--- Requisitos del ejercicio ---
(1) Responde estas preguntas sobre la página:
(a) ¿A quién compete la defensa de nuestras libertades, según el segundo pasaje citado?
(b) ¿Quiénes se adhirieron al manifiesto que contiene esos conceptos?
(c) Según los estudiosos de la semántica, ¿qué hay que considerar para entender el discurso?
(2) ¿Cómo se traduce al inglés esta oración de la página: "Sí, las palabras son las apropiadas para manifestarse a favor de principios básicos para la convivencia social."?

“El Estado de derecho, el imperio de la ley, la separación de poderes, la libertad de expresión y la propiedad privada son elementos esenciales que garantizan el buen funcionamiento de nuestras sociedades, por lo que deben ser especialmente protegidos frente a aquellos que tratan de socavarlos”. “La defensa de nuestras libertades es una tarea que compete no solo al ámbito político, sino también a las instituciones, la sociedad civil, los medios de comunicación, la academia, etcétera”.
Cualquier demócrata suscribiría esos dos párrafos, como lo han afirmado los políticos ecuatorianos que se adhirieron a un manifiesto que contiene esos conceptos. Sí, las palabras son las apropiadas para manifestarse a favor de principios básicos para la convivencia social. Pero, como aconsejan los estudiosos de la semántica, a las palabras, a las frases, a los párrafos, en fin, a ese conjunto que denominan el discurso no se lo puede entender si no se considera quién es el emisor y sus objetivos. En términos sencillos, si el emisor es alguien que no comparte ni practica los principios contenidos en esas palabras y si su objetivo es instaurar un régimen alejado de esos mismos principios, el discurso pierde toda validez. En lugar de apoyarlo con su firma, un demócrata —si en verdad lo es— está obligado a rechazarlo y a denunciarlo como una artimaña.

[Registros de colocación de puntos]
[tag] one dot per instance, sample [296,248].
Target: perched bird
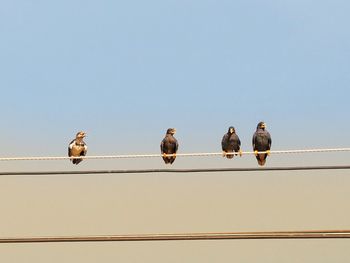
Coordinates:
[231,143]
[169,145]
[261,143]
[77,147]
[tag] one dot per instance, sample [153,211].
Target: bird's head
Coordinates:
[80,135]
[231,130]
[171,131]
[261,125]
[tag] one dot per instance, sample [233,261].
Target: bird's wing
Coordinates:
[70,148]
[224,142]
[238,141]
[269,139]
[254,140]
[162,145]
[176,145]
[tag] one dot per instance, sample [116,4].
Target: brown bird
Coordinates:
[231,143]
[261,143]
[77,147]
[169,145]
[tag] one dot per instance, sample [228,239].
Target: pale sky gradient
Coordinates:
[124,72]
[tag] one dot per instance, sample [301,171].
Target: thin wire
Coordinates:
[323,234]
[200,170]
[129,156]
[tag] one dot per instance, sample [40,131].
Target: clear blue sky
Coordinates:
[125,71]
[132,69]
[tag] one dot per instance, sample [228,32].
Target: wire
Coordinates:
[323,234]
[129,156]
[200,170]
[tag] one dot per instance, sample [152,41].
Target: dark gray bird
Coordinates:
[169,145]
[231,143]
[261,143]
[77,147]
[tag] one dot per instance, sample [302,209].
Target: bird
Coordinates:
[169,145]
[77,147]
[261,143]
[231,143]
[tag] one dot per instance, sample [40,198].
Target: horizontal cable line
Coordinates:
[186,236]
[192,170]
[129,156]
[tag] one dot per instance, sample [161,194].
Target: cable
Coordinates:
[199,170]
[128,156]
[323,234]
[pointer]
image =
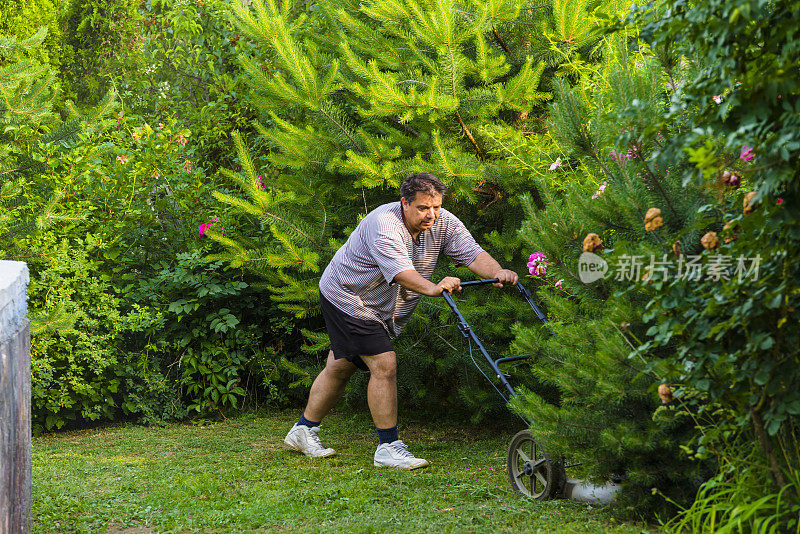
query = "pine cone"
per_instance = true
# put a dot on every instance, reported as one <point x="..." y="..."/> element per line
<point x="748" y="205"/>
<point x="710" y="241"/>
<point x="665" y="392"/>
<point x="592" y="242"/>
<point x="652" y="219"/>
<point x="731" y="179"/>
<point x="730" y="225"/>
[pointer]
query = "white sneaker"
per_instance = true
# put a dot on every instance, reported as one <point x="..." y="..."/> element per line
<point x="396" y="455"/>
<point x="305" y="439"/>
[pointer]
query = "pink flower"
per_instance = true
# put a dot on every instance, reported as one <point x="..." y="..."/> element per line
<point x="537" y="264"/>
<point x="600" y="191"/>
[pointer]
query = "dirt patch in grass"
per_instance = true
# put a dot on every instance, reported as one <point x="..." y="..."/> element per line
<point x="114" y="529"/>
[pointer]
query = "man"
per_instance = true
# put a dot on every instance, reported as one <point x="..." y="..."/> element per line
<point x="368" y="292"/>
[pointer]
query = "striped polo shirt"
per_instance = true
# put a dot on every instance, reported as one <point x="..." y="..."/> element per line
<point x="359" y="280"/>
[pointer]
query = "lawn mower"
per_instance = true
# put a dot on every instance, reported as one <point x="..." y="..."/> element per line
<point x="531" y="471"/>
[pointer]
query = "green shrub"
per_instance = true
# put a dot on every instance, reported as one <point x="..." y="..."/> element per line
<point x="74" y="368"/>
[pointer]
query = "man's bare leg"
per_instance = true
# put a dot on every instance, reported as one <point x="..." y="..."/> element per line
<point x="382" y="399"/>
<point x="328" y="387"/>
<point x="382" y="388"/>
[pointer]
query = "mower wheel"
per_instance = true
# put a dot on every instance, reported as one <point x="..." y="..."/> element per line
<point x="531" y="472"/>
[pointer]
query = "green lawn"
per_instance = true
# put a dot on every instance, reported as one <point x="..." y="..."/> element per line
<point x="236" y="476"/>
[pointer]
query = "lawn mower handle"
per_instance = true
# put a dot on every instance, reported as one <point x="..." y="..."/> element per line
<point x="523" y="291"/>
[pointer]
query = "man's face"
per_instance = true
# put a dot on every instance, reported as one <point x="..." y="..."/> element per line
<point x="422" y="212"/>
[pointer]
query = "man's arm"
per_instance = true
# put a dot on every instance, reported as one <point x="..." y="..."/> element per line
<point x="487" y="267"/>
<point x="412" y="280"/>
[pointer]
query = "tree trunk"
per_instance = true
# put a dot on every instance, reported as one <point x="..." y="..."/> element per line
<point x="15" y="400"/>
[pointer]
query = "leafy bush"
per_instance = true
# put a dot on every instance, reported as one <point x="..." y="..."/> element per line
<point x="23" y="18"/>
<point x="733" y="340"/>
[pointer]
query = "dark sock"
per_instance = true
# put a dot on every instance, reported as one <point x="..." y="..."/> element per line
<point x="306" y="422"/>
<point x="387" y="435"/>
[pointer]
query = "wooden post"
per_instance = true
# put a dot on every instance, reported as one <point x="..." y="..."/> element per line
<point x="15" y="400"/>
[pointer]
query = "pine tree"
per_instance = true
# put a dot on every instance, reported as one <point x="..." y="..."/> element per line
<point x="356" y="97"/>
<point x="596" y="406"/>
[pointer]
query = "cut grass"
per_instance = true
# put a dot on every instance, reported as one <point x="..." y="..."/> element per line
<point x="237" y="476"/>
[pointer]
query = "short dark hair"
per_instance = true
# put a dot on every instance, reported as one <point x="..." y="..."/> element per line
<point x="421" y="182"/>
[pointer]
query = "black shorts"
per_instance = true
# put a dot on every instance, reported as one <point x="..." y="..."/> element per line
<point x="351" y="337"/>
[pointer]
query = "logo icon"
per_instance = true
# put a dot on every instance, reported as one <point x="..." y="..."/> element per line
<point x="591" y="267"/>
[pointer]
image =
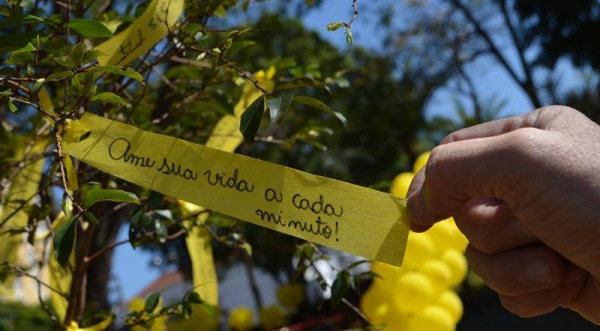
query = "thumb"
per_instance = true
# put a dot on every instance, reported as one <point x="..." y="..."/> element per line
<point x="461" y="170"/>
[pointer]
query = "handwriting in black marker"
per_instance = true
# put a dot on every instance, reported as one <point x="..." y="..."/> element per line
<point x="270" y="217"/>
<point x="228" y="182"/>
<point x="170" y="168"/>
<point x="271" y="194"/>
<point x="316" y="207"/>
<point x="119" y="150"/>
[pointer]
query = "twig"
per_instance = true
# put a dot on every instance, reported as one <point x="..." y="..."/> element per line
<point x="20" y="272"/>
<point x="112" y="246"/>
<point x="242" y="72"/>
<point x="62" y="171"/>
<point x="355" y="15"/>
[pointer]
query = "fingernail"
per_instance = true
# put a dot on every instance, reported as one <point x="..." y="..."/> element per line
<point x="416" y="204"/>
<point x="538" y="271"/>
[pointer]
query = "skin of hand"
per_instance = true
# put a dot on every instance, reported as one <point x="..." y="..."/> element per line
<point x="526" y="192"/>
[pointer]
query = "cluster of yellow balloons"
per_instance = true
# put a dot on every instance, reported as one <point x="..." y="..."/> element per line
<point x="289" y="297"/>
<point x="419" y="295"/>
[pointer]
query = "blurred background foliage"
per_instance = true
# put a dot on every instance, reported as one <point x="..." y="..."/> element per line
<point x="384" y="89"/>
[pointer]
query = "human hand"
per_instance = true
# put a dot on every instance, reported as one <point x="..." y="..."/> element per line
<point x="525" y="191"/>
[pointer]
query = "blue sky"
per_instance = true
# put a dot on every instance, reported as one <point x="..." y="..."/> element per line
<point x="133" y="268"/>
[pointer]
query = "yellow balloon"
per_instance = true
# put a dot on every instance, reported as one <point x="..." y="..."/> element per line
<point x="412" y="292"/>
<point x="450" y="301"/>
<point x="442" y="234"/>
<point x="458" y="265"/>
<point x="419" y="248"/>
<point x="240" y="319"/>
<point x="439" y="273"/>
<point x="432" y="318"/>
<point x="375" y="305"/>
<point x="401" y="183"/>
<point x="421" y="162"/>
<point x="387" y="274"/>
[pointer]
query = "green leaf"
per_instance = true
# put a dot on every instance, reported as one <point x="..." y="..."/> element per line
<point x="251" y="118"/>
<point x="11" y="106"/>
<point x="77" y="84"/>
<point x="340" y="287"/>
<point x="89" y="88"/>
<point x="237" y="46"/>
<point x="99" y="194"/>
<point x="160" y="230"/>
<point x="303" y="82"/>
<point x="321" y="106"/>
<point x="89" y="28"/>
<point x="64" y="241"/>
<point x="15" y="43"/>
<point x="31" y="19"/>
<point x="60" y="75"/>
<point x="123" y="71"/>
<point x="90" y="217"/>
<point x="91" y="55"/>
<point x="194" y="297"/>
<point x="220" y="12"/>
<point x="19" y="58"/>
<point x="77" y="53"/>
<point x="151" y="302"/>
<point x="278" y="107"/>
<point x="66" y="205"/>
<point x="349" y="38"/>
<point x="65" y="61"/>
<point x="335" y="26"/>
<point x="109" y="97"/>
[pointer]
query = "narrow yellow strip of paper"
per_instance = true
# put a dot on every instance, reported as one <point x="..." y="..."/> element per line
<point x="329" y="212"/>
<point x="138" y="38"/>
<point x="24" y="185"/>
<point x="198" y="241"/>
<point x="60" y="278"/>
<point x="227" y="137"/>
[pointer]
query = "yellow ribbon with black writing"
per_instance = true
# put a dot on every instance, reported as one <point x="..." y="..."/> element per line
<point x="14" y="204"/>
<point x="138" y="38"/>
<point x="329" y="212"/>
<point x="226" y="137"/>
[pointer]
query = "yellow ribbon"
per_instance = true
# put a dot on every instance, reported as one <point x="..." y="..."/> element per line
<point x="340" y="215"/>
<point x="138" y="38"/>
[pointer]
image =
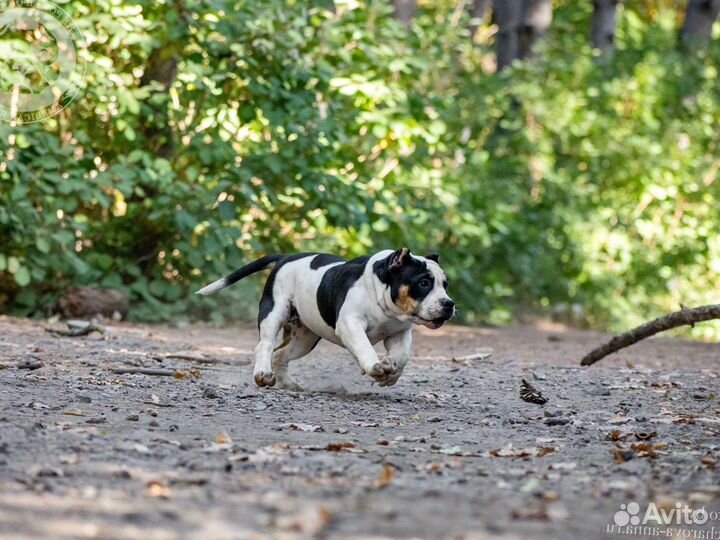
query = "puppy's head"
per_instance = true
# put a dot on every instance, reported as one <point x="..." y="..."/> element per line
<point x="417" y="287"/>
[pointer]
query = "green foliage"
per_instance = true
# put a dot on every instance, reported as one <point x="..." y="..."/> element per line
<point x="210" y="132"/>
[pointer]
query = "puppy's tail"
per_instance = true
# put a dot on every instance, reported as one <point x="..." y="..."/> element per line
<point x="240" y="273"/>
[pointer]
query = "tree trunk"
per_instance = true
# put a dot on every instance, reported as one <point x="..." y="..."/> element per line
<point x="477" y="10"/>
<point x="602" y="28"/>
<point x="508" y="16"/>
<point x="537" y="15"/>
<point x="699" y="18"/>
<point x="404" y="10"/>
<point x="520" y="24"/>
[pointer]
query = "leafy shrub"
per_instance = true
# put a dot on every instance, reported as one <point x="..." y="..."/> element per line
<point x="210" y="132"/>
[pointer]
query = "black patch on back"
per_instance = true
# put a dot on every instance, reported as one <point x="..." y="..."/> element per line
<point x="335" y="285"/>
<point x="411" y="274"/>
<point x="323" y="259"/>
<point x="267" y="300"/>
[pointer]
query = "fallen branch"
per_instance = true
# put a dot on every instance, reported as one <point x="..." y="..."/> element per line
<point x="144" y="371"/>
<point x="77" y="332"/>
<point x="679" y="318"/>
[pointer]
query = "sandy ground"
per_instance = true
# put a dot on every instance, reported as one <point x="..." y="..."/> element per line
<point x="449" y="452"/>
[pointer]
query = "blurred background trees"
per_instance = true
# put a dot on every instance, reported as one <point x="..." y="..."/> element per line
<point x="577" y="181"/>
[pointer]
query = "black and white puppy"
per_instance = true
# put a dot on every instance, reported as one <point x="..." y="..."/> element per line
<point x="354" y="304"/>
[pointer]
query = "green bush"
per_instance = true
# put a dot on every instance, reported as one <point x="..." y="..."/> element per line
<point x="210" y="132"/>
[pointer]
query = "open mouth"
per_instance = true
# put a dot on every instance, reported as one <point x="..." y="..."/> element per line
<point x="432" y="324"/>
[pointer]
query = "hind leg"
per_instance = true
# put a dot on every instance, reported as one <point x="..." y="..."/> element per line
<point x="298" y="341"/>
<point x="269" y="327"/>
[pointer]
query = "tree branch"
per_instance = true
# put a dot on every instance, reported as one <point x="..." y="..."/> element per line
<point x="679" y="318"/>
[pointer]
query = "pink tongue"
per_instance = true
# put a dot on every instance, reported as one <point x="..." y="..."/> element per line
<point x="431" y="324"/>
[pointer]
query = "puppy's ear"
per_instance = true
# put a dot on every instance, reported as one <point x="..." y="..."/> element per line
<point x="399" y="258"/>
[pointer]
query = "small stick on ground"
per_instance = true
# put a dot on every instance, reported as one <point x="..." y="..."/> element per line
<point x="686" y="316"/>
<point x="77" y="332"/>
<point x="144" y="371"/>
<point x="531" y="394"/>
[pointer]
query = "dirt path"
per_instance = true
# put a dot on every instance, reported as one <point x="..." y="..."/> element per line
<point x="449" y="452"/>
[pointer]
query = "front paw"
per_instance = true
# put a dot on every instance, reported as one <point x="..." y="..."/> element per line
<point x="386" y="372"/>
<point x="265" y="378"/>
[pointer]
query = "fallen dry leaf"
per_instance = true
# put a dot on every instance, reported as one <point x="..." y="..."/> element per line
<point x="509" y="451"/>
<point x="155" y="488"/>
<point x="385" y="477"/>
<point x="644" y="450"/>
<point x="337" y="447"/>
<point x="304" y="427"/>
<point x="222" y="438"/>
<point x="310" y="521"/>
<point x="188" y="374"/>
<point x="617" y="435"/>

--- Respuestas ---
(1)
(a) No solo al ámbito político, sino también a las instituciones, la sociedad civil, los medios de comunicación, la academia, etcétera.
(b) Los políticos ecuatorianos.
(c) Quién es el emisor y sus objetivos.

(2) Yes, the words are the right ones for speaking out in favor of basic principles for social coexistence.